The exercise: Convert every line of the items below into a JSON list of strings, one string per line, skipping blank lines. Leave the pictures out of the list.

☆ ☆ ☆ ☆

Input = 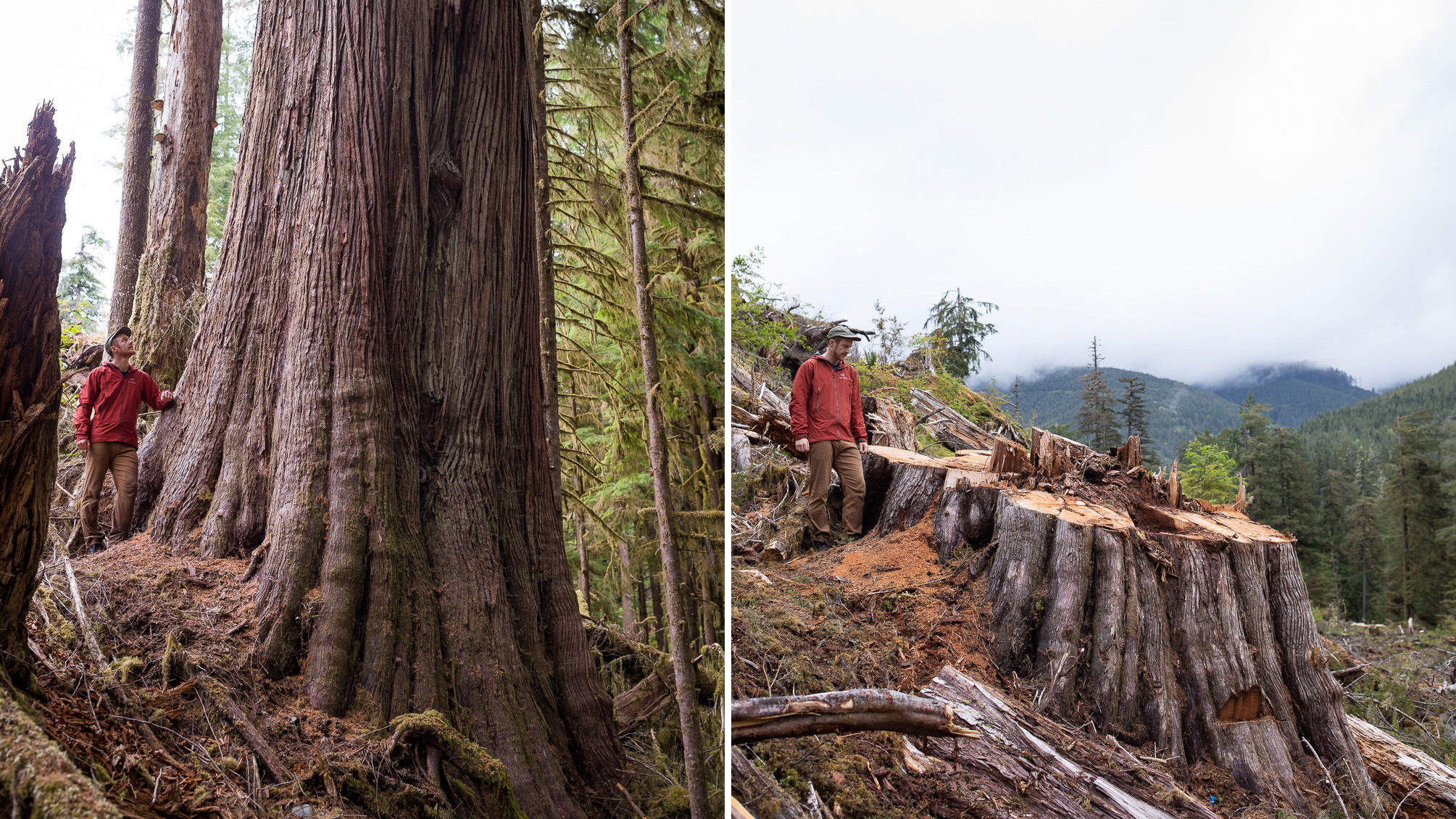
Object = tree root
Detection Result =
[384,710,525,819]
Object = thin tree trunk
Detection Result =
[130,0,222,386]
[644,571,667,652]
[107,0,162,333]
[616,0,709,819]
[129,0,622,819]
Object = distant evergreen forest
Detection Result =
[1002,358,1456,625]
[975,365,1376,463]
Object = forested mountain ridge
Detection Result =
[999,367,1239,463]
[997,365,1376,462]
[1299,363,1456,454]
[731,293,1456,819]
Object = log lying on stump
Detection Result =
[1345,717,1456,819]
[910,389,996,449]
[733,688,978,743]
[865,446,1379,816]
[860,395,916,449]
[734,666,1216,819]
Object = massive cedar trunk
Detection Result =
[138,0,622,816]
[0,105,121,819]
[616,0,709,819]
[107,0,162,333]
[130,0,222,386]
[865,440,1381,816]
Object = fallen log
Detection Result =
[860,395,916,449]
[198,676,293,783]
[733,365,804,457]
[733,666,1216,819]
[865,443,1379,816]
[733,688,978,743]
[731,746,824,819]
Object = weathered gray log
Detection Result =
[862,395,916,449]
[1345,717,1456,819]
[922,666,1216,819]
[733,365,802,449]
[730,431,750,472]
[733,688,975,743]
[910,388,996,449]
[935,481,1000,562]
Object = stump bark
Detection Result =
[865,443,1381,816]
[0,105,121,819]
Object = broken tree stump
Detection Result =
[866,443,1379,816]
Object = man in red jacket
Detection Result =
[75,326,172,552]
[789,325,869,548]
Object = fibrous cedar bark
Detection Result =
[107,0,162,335]
[865,443,1379,815]
[616,0,709,819]
[0,105,121,819]
[129,0,622,816]
[0,105,75,685]
[128,0,222,386]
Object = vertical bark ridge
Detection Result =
[1036,520,1099,714]
[107,0,162,335]
[987,496,1056,673]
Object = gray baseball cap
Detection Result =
[102,325,131,359]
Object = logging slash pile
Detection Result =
[733,320,1456,819]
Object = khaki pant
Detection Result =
[805,440,865,541]
[82,440,137,545]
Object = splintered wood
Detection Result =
[865,443,1379,816]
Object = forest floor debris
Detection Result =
[28,524,699,819]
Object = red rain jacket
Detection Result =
[75,362,167,446]
[789,354,869,443]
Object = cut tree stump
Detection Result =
[865,443,1379,816]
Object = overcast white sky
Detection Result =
[0,0,136,291]
[728,0,1456,388]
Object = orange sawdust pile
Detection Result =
[28,535,418,816]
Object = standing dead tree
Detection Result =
[129,0,622,818]
[844,443,1381,815]
[616,0,709,819]
[107,0,162,335]
[0,105,121,819]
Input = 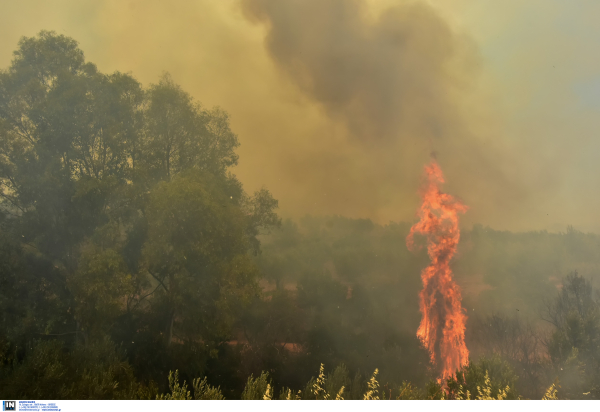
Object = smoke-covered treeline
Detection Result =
[0,32,600,399]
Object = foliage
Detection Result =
[242,372,271,400]
[543,272,600,399]
[0,340,146,399]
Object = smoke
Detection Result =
[0,0,600,230]
[243,0,525,225]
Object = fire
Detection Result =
[406,161,469,379]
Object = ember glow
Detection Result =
[406,161,469,379]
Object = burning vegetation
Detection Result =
[406,161,469,380]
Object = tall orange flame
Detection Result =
[406,161,469,379]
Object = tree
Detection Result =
[0,31,279,388]
[544,272,600,399]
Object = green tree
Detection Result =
[544,272,600,399]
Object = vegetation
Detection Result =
[0,32,600,400]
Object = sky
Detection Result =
[0,0,600,232]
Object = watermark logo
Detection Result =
[2,401,17,411]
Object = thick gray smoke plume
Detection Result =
[243,0,521,229]
[244,0,463,144]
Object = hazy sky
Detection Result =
[0,0,600,231]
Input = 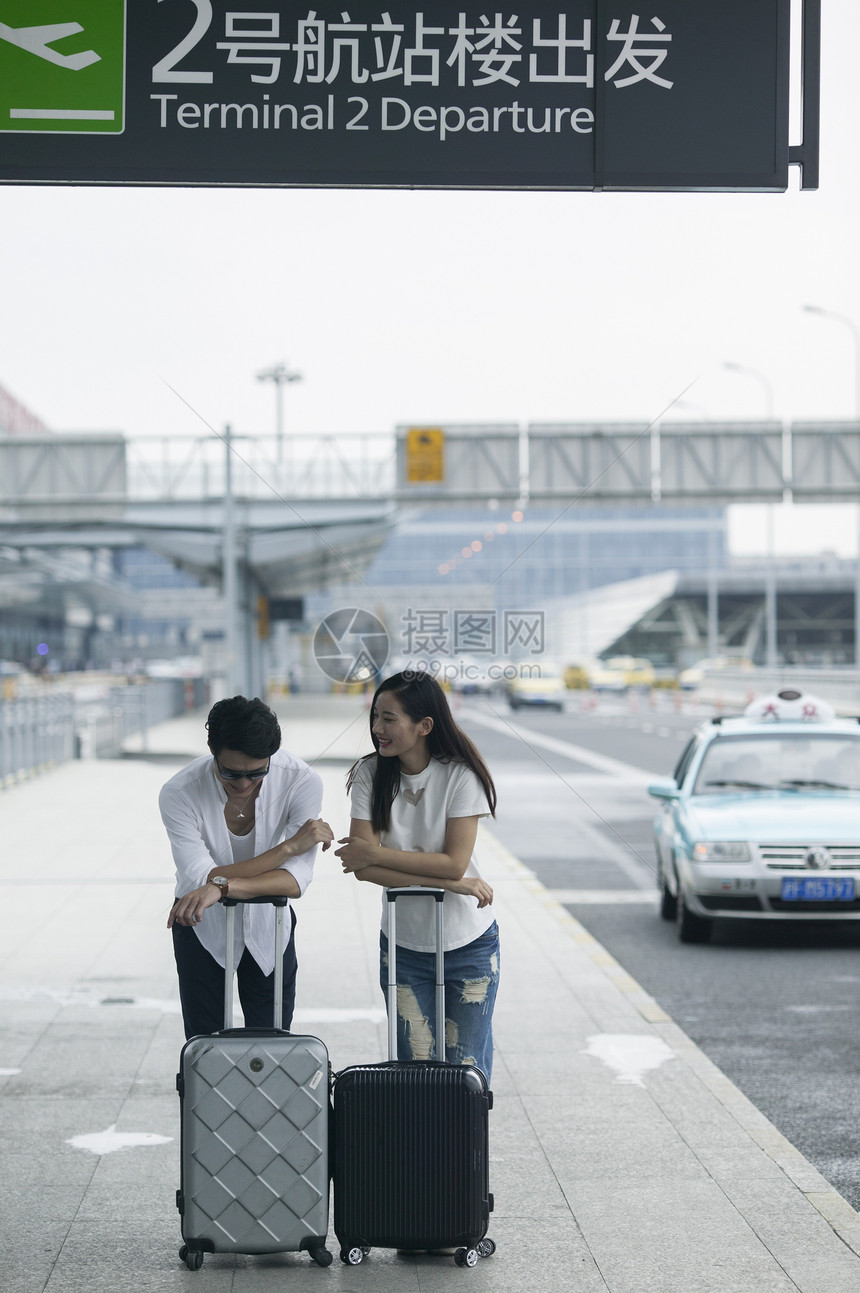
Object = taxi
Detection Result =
[648,688,860,943]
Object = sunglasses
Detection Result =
[212,754,270,781]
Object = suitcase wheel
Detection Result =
[180,1244,203,1271]
[340,1244,370,1266]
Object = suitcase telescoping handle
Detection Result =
[220,893,290,1029]
[385,884,445,1062]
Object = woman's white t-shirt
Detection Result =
[350,755,495,952]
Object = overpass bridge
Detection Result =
[0,420,860,685]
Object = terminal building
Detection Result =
[0,390,860,672]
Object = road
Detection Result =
[458,693,860,1209]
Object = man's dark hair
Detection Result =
[206,696,281,759]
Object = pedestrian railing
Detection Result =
[0,678,206,787]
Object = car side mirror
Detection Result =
[648,781,680,800]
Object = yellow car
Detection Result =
[507,663,565,714]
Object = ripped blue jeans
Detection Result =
[379,922,499,1082]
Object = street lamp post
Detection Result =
[803,305,860,668]
[803,305,860,422]
[723,363,786,668]
[257,363,301,463]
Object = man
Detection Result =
[159,696,334,1037]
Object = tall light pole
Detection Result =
[803,305,860,422]
[257,363,301,463]
[723,363,785,668]
[803,305,860,668]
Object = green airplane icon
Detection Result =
[0,22,101,72]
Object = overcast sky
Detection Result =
[0,0,860,552]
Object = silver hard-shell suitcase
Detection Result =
[176,896,331,1271]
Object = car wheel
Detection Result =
[660,868,678,921]
[675,884,714,943]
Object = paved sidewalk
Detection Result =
[0,696,860,1293]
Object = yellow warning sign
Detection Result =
[406,427,445,485]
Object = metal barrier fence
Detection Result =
[0,692,76,786]
[0,678,206,787]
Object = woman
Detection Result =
[159,696,334,1037]
[336,671,499,1081]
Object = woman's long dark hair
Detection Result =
[347,670,497,833]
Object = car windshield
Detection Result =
[693,732,860,795]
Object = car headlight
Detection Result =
[691,840,750,862]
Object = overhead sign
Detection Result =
[0,0,820,190]
[406,427,445,485]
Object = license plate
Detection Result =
[782,875,854,903]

☆ ☆ ☆ ☆

Output:
[
  "Input = ",
  "Object = tree root",
  "Detection Result =",
  "[384,710,525,819]",
  "Object = thin tree trunk",
  "Detection Result =",
  "[130,0,222,386]",
  "[644,571,667,652]",
  "[107,0,162,333]",
  "[616,0,709,819]",
  "[129,0,622,819]",
  "Object = distant evergreen forest",
  "Detection Result =",
  "[1002,358,1456,625]",
  "[975,365,1376,463]",
  "Object = forested mountain ridge",
  "Detection Result =",
  "[999,367,1239,463]",
  "[997,365,1376,462]",
  "[1299,363,1456,454]",
  "[731,293,1456,819]",
  "Object = log lying on stump",
  "Detection Result =",
  "[1345,717,1456,819]",
  "[910,389,996,449]",
  "[733,688,978,743]",
  "[865,446,1379,816]",
  "[860,395,916,449]",
  "[734,666,1216,819]",
  "Object = massive cedar trunk",
  "Detection Result =",
  "[138,0,622,816]",
  "[0,105,121,819]",
  "[616,0,709,819]",
  "[107,0,162,333]",
  "[130,0,222,386]",
  "[865,440,1381,816]",
  "Object = fallen log",
  "Detection Result =",
  "[860,395,916,449]",
  "[198,676,293,783]",
  "[733,365,804,457]",
  "[733,666,1216,819]",
  "[865,443,1379,816]",
  "[733,688,978,743]",
  "[731,746,824,819]",
  "Object = weathered gray log",
  "Detection Result =",
  "[862,395,916,449]",
  "[1345,717,1456,819]",
  "[922,666,1216,819]",
  "[733,365,802,449]",
  "[730,431,750,472]",
  "[733,688,975,743]",
  "[910,388,996,449]",
  "[935,481,1000,562]",
  "Object = stump bark",
  "Detection Result =",
  "[865,443,1381,816]",
  "[0,105,121,819]",
  "Object = broken tree stump",
  "Detection Result =",
  "[866,443,1379,816]",
  "Object = man in red jacket",
  "Detection Result =",
  "[75,326,172,552]",
  "[789,325,869,548]",
  "Object = fibrous cedar bark",
  "Detection Result =",
  "[107,0,162,335]",
  "[865,443,1379,815]",
  "[616,0,709,819]",
  "[0,105,121,819]",
  "[129,0,622,816]",
  "[0,105,75,685]",
  "[128,0,222,386]",
  "Object = vertical bark ridge",
  "Detection Result =",
  "[1036,520,1099,714]",
  "[107,0,162,335]",
  "[987,496,1056,673]",
  "Object = gray baseball cap",
  "Detection Result =",
  "[102,325,131,359]",
  "Object = logging slash pile",
  "Detection Result =",
  "[733,320,1456,819]",
  "Object = khaki pant",
  "Detection Result =",
  "[805,440,865,541]",
  "[82,440,137,545]",
  "Object = splintered wood",
  "Detection Result =",
  "[865,443,1379,816]",
  "Object = forest floor debris",
  "Detection Result =",
  "[28,524,699,819]",
  "Object = red rain jacket",
  "Detection Result =",
  "[75,362,167,446]",
  "[789,354,869,443]",
  "Object = cut tree stump",
  "Detection Result =",
  "[865,443,1379,816]",
  "Object = overcast white sky",
  "Detection Result =",
  "[0,0,136,291]",
  "[728,0,1456,388]",
  "Object = orange sawdust pile",
  "Detection Result =",
  "[28,535,418,816]",
  "Object = standing dead tree",
  "Detection Result =",
  "[129,0,622,818]",
  "[844,443,1381,815]",
  "[616,0,709,819]",
  "[107,0,162,335]",
  "[0,105,121,819]",
  "Input = ",
  "Object = smoke-covered treeline",
  "Detection Result =",
  "[0,32,600,399]",
  "Object = foliage",
  "Detection Result =",
  "[242,372,271,400]",
  "[543,272,600,399]",
  "[0,340,146,399]",
  "Object = smoke",
  "Detection Result =",
  "[0,0,600,230]",
  "[243,0,525,225]",
  "Object = fire",
  "Detection Result =",
  "[406,161,469,379]",
  "Object = ember glow",
  "Detection Result =",
  "[406,161,469,379]",
  "Object = burning vegetation",
  "Detection Result =",
  "[406,161,469,380]",
  "Object = tall orange flame",
  "Detection Result =",
  "[406,161,469,379]",
  "Object = tree",
  "Detection Result =",
  "[0,31,279,388]",
  "[544,272,600,399]",
  "Object = green tree",
  "Detection Result =",
  "[544,272,600,399]",
  "Object = vegetation",
  "Detection Result =",
  "[0,32,600,400]",
  "Object = sky",
  "Detection Result =",
  "[0,0,600,232]",
  "Object = watermark logo",
  "Detection Result =",
  "[2,401,17,411]",
  "Object = thick gray smoke plume",
  "Detection Result =",
  "[243,0,521,229]",
  "[244,0,463,144]",
  "Object = hazy sky",
  "Detection Result =",
  "[0,0,600,231]",
  "Input = ",
  "Object = taxi",
  "Detection Result =",
  "[648,688,860,943]",
  "Object = sunglasses",
  "Detection Result =",
  "[212,754,270,781]",
  "Object = suitcase wheel",
  "Detection Result =",
  "[180,1244,203,1271]",
  "[340,1244,370,1266]",
  "Object = suitcase telescoping handle",
  "Detection Result =",
  "[220,893,290,1029]",
  "[385,884,445,1062]",
  "Object = woman's white t-shirt",
  "Detection Result =",
  "[350,755,495,952]",
  "Object = overpass bridge",
  "Detection Result =",
  "[0,420,860,685]",
  "Object = terminal building",
  "Detection Result =",
  "[0,390,860,672]",
  "Object = road",
  "Detection Result =",
  "[458,693,860,1209]",
  "Object = man's dark hair",
  "Detection Result =",
  "[206,696,281,759]",
  "Object = pedestrian railing",
  "Detection Result =",
  "[0,678,206,787]",
  "Object = car side mirror",
  "Detection Result =",
  "[648,781,680,800]",
  "Object = yellow car",
  "Detection Result =",
  "[507,663,565,714]",
  "Object = ripped blue jeans",
  "Detection Result =",
  "[379,922,499,1082]",
  "Object = street lamp post",
  "Detection Result =",
  "[803,305,860,668]",
  "[803,305,860,422]",
  "[723,363,786,668]",
  "[257,363,301,463]",
  "Object = man",
  "Detection Result =",
  "[159,696,334,1037]",
  "Object = tall light pole",
  "Detection Result =",
  "[803,305,860,422]",
  "[257,363,301,463]",
  "[723,363,785,668]",
  "[803,305,860,668]",
  "Object = green airplane icon",
  "Detection Result =",
  "[0,22,101,72]",
  "Object = overcast sky",
  "Detection Result =",
  "[0,0,860,552]",
  "Object = silver hard-shell suitcase",
  "Detection Result =",
  "[176,896,331,1271]",
  "Object = car wheel",
  "Detection Result =",
  "[660,868,678,921]",
  "[675,884,714,943]",
  "Object = paved sidewalk",
  "Detection Result =",
  "[0,696,860,1293]",
  "Object = yellow warning sign",
  "Detection Result =",
  "[406,427,445,485]",
  "Object = metal barrier fence",
  "Detection Result =",
  "[0,692,76,786]",
  "[0,678,206,787]",
  "Object = woman",
  "Detection Result =",
  "[159,696,334,1037]",
  "[336,671,499,1081]",
  "Object = woman's long dark hair",
  "Detection Result =",
  "[347,670,497,833]",
  "Object = car windshield",
  "Detection Result =",
  "[693,732,860,795]",
  "Object = car headlight",
  "Detection Result =",
  "[691,840,750,862]",
  "Object = overhead sign",
  "Detection Result =",
  "[0,0,820,190]",
  "[406,427,445,485]",
  "Object = license plate",
  "Detection Result =",
  "[782,875,854,903]"
]